Ao contrário do que se nota como uma percepção imediata, de que são os mercados que, do exterior, conquistaram os Estados e lhes ditam as políticas a serem seguidas, certamente, são os Estados – começando pelos mais poderosos – os que introduziram e universalizaram na economia, na sociedade e até em seu próprio seio, a lógica da concorrência e o modelo da empresa. Apresente exemplos concretos que nos ajudem a entendê-lo melhor?
As fronteiras entre o público e o privado desaparecem. O Estado foi quem proporcionou as regras do mercado que, em seguida, se estenderam para outros âmbitos sociais. Erramos quando falamos do poder do capital, pois são os próprios Estados os que dotaram os mercados da lógica que hoje impera. Não é uma causa, mas um efeito. Por exemplo, quem permite as agências de dotação ser a instância de disciplina que são? São os Estados que se apoiam sobre essas agências de dotação para legitimar as políticas que colocaram em marcha.
O ordoliberalismo [forma alemã do neoliberalismo, surgida entre a década de 1930 e 1940, que se estabelecerá, após a guerra, na Alemanha] alemão mostrava que o Estado tinha que atuar para manter a ordem do mercado e isso, hoje, é precisamente o fundamento da União Europeia. O ordoliberalismo se diferencia do neoliberalismo no sentido de que, neste último, os Estados são os que outorgam uma normativa jurídica e política à ordem do mercado, legitimando-lhe e ficando, desta forma, submetidos a ele.
Chega-se à implementação de um princípio inscrito na Constituição Europeia: a concorrência entre as economias europeias, combinando com a existência de uma moeda única gerenciada por um banco central garantidor da estabilidade dos preços.
Marx, Weber e Polanyi já diziam que o mercado não apenas atua, mas sempre é apoiado pelos Estados. As teorias destes autores, distantes de serem anacrônicas, são necessárias para compreender o que acontece atualmente?

▸ **Lista de atividades**
A. Liste todos os autores citados pelo nome no trecho citado.
B. Indique se cada afirmação concorda com o trecho citado e responda sim ou não, citando literalmente as palavras do trecho que decidem: (i) o ordoliberalismo surgiu entre as décadas de 1930 e 1940; (ii) as fronteiras entre o público e o privado se fortalecem; (iii) a concorrência entre as economias europeias é um princípio inscrito na Constituição Europeia.
Os itens não têm relação com estas atividades.

▸ **Dados para análise**
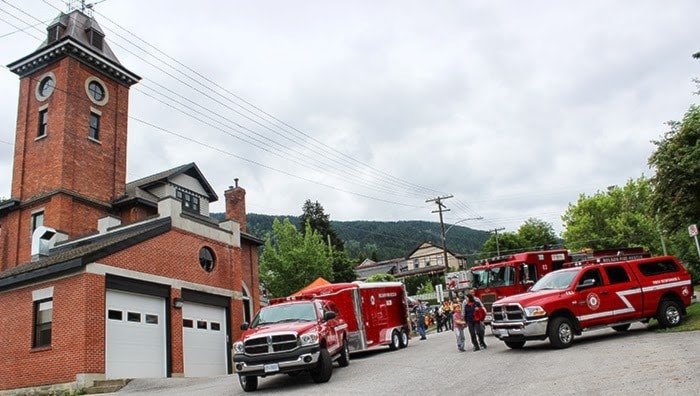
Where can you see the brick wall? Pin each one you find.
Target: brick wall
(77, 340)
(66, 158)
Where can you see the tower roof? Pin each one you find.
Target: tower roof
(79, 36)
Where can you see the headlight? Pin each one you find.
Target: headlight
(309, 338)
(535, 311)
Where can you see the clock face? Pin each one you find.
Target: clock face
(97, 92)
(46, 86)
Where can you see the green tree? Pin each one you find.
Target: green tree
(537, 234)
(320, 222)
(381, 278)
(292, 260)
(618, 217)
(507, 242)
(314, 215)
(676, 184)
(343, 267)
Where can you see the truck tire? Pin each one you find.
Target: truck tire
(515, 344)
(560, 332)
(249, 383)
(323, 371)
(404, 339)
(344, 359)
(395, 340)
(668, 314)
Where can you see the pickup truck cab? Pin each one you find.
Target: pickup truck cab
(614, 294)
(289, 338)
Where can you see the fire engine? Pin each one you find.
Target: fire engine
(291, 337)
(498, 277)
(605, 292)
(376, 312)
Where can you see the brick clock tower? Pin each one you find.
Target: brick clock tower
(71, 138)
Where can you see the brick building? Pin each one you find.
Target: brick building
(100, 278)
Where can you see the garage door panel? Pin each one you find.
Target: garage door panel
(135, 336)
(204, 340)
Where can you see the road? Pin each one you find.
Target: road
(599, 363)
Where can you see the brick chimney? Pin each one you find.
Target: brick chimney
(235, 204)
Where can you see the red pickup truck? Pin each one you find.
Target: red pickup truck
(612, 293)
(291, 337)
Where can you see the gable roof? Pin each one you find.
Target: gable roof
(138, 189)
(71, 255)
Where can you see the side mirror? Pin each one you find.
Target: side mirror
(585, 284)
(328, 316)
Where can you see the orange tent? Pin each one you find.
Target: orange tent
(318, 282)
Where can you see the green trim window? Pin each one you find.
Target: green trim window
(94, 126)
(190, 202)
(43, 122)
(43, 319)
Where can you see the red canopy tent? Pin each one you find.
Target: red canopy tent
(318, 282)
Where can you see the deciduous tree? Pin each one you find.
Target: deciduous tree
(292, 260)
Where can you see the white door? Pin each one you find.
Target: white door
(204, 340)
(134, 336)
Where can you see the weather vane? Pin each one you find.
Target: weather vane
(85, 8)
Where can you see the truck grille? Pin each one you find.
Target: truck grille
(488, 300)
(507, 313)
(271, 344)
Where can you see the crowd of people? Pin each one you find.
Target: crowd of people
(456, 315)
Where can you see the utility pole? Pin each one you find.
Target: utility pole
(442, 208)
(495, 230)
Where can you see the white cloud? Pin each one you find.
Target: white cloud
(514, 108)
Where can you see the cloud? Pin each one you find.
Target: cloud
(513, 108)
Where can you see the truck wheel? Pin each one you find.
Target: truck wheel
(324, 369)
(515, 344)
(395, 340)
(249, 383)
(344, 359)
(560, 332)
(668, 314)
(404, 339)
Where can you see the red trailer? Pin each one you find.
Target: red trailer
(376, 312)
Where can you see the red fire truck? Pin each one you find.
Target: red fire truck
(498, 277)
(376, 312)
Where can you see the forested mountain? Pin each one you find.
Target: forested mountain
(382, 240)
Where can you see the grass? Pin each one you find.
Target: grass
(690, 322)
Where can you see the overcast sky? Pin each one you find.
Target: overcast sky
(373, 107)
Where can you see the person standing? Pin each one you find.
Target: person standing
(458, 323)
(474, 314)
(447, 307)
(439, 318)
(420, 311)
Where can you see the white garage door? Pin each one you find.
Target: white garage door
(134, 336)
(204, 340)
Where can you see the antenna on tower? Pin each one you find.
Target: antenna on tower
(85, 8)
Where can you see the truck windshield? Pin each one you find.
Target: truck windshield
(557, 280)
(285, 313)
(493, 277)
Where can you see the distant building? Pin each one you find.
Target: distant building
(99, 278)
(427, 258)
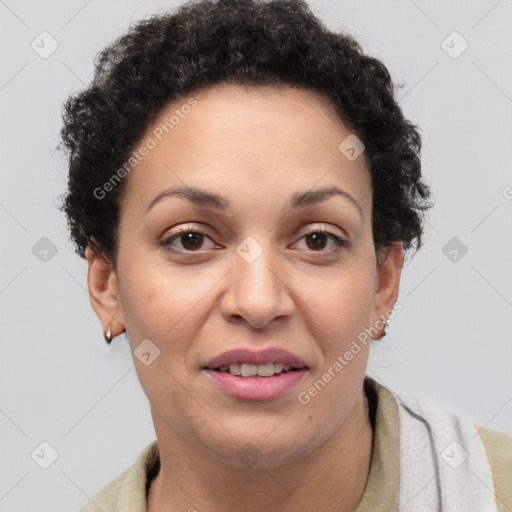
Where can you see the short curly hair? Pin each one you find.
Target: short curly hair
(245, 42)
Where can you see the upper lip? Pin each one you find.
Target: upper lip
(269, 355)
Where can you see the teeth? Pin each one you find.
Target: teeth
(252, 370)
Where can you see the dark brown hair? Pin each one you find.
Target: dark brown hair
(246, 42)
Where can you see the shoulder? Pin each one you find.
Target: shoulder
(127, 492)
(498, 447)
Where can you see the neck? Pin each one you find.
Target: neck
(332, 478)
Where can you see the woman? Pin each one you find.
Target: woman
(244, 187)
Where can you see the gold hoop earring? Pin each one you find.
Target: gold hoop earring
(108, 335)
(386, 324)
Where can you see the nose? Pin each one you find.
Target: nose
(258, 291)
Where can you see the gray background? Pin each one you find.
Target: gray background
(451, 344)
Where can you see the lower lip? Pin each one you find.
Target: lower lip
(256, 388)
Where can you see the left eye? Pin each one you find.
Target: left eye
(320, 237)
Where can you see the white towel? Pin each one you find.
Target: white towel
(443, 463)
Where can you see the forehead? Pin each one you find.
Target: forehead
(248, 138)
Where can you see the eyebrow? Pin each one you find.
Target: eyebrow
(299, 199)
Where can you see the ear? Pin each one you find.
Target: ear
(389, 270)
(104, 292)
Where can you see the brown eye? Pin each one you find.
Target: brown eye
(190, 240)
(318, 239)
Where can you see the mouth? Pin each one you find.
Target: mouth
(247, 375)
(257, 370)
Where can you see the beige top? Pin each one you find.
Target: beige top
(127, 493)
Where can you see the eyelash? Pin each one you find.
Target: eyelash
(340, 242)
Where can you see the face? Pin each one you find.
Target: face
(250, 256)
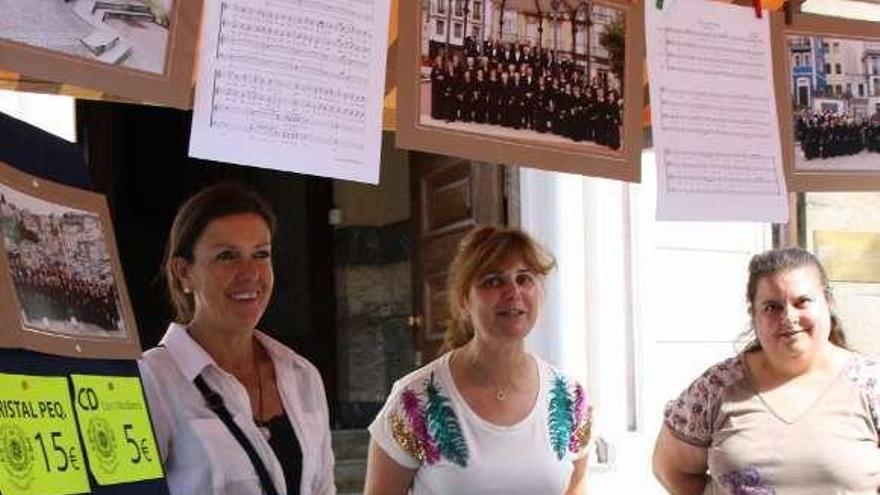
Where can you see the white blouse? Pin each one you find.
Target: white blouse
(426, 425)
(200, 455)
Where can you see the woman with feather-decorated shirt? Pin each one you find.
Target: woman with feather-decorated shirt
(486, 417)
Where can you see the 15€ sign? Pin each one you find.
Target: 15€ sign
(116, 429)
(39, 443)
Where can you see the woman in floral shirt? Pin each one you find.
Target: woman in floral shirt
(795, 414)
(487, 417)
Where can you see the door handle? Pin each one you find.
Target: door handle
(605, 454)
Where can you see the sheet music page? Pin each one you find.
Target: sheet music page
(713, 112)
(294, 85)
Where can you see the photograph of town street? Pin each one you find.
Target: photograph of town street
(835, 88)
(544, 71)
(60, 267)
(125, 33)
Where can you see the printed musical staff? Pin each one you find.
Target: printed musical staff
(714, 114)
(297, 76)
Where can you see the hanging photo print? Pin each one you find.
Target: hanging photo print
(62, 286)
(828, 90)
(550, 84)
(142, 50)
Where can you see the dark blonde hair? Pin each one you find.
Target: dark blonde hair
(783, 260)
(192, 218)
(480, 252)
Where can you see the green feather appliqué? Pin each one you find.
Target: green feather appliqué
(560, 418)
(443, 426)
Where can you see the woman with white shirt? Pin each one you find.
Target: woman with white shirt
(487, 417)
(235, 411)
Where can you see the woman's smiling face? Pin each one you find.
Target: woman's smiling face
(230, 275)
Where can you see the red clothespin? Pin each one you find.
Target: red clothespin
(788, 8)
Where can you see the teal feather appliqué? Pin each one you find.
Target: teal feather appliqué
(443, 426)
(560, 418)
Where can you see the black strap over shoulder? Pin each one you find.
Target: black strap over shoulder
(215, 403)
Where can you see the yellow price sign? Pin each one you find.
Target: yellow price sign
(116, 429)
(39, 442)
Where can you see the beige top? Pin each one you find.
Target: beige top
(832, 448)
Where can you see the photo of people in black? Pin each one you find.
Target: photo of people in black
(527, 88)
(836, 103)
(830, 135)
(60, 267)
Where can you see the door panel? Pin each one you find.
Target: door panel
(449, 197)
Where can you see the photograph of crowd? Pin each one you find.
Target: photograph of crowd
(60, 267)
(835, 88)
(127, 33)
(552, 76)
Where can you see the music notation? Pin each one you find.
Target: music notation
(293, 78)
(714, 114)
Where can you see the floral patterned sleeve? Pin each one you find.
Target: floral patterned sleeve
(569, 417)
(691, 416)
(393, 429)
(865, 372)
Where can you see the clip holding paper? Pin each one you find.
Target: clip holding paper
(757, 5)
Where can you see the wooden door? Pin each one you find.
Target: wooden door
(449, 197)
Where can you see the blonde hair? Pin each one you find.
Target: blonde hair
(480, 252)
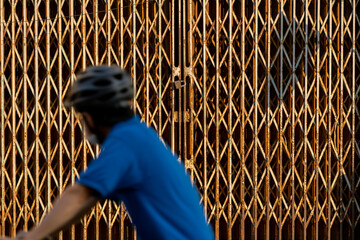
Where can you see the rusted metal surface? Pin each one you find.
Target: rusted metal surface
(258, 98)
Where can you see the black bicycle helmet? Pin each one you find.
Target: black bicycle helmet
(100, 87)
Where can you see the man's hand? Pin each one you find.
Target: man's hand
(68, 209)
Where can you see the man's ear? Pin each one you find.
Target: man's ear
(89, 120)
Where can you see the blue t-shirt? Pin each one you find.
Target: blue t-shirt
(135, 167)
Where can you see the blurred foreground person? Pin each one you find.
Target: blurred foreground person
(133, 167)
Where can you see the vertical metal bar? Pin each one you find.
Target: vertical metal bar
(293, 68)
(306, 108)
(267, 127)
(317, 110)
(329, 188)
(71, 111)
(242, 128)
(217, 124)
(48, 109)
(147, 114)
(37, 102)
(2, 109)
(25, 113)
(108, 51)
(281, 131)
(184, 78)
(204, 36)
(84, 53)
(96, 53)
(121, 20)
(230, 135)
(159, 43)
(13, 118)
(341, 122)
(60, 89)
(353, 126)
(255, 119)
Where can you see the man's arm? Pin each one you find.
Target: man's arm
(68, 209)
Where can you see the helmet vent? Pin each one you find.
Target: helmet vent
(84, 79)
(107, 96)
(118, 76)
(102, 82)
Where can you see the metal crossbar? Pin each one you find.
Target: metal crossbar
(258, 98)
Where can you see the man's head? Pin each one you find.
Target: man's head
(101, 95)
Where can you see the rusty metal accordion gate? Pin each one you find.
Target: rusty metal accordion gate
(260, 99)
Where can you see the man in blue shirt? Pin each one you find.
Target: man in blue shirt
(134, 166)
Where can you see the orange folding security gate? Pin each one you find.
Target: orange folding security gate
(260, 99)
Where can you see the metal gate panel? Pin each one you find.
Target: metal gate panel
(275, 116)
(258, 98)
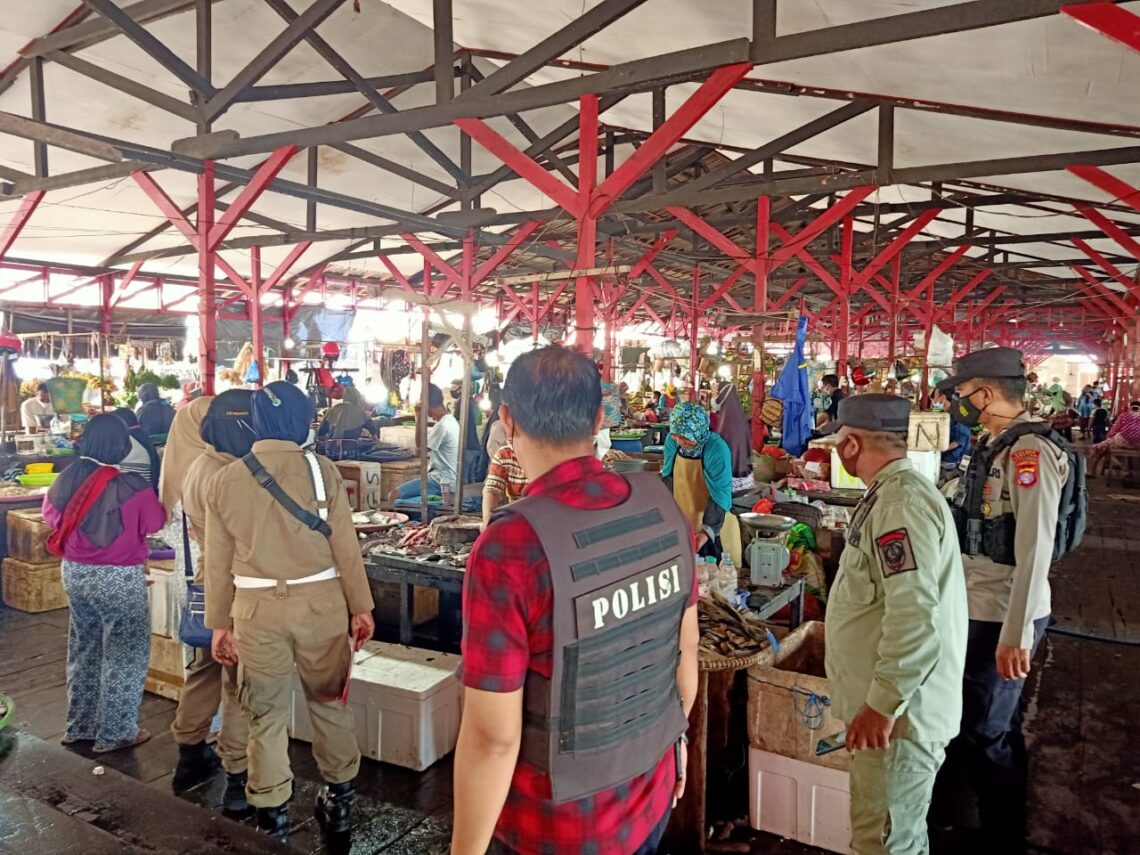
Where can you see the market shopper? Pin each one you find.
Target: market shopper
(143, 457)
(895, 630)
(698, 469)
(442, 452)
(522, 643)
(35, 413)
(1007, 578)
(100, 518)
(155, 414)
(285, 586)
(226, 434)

▸ **Respostas escritas**
A. Marx, Weber e Polanyi.

B.
(i) Sim: "surgida entre a década de 1930 e 1940".
(ii) Não: "As fronteiras entre o público e o privado desaparecem."
(iii) Sim: "um princípio inscrito na Constituição Europeia: a concorrência entre as economias europeias".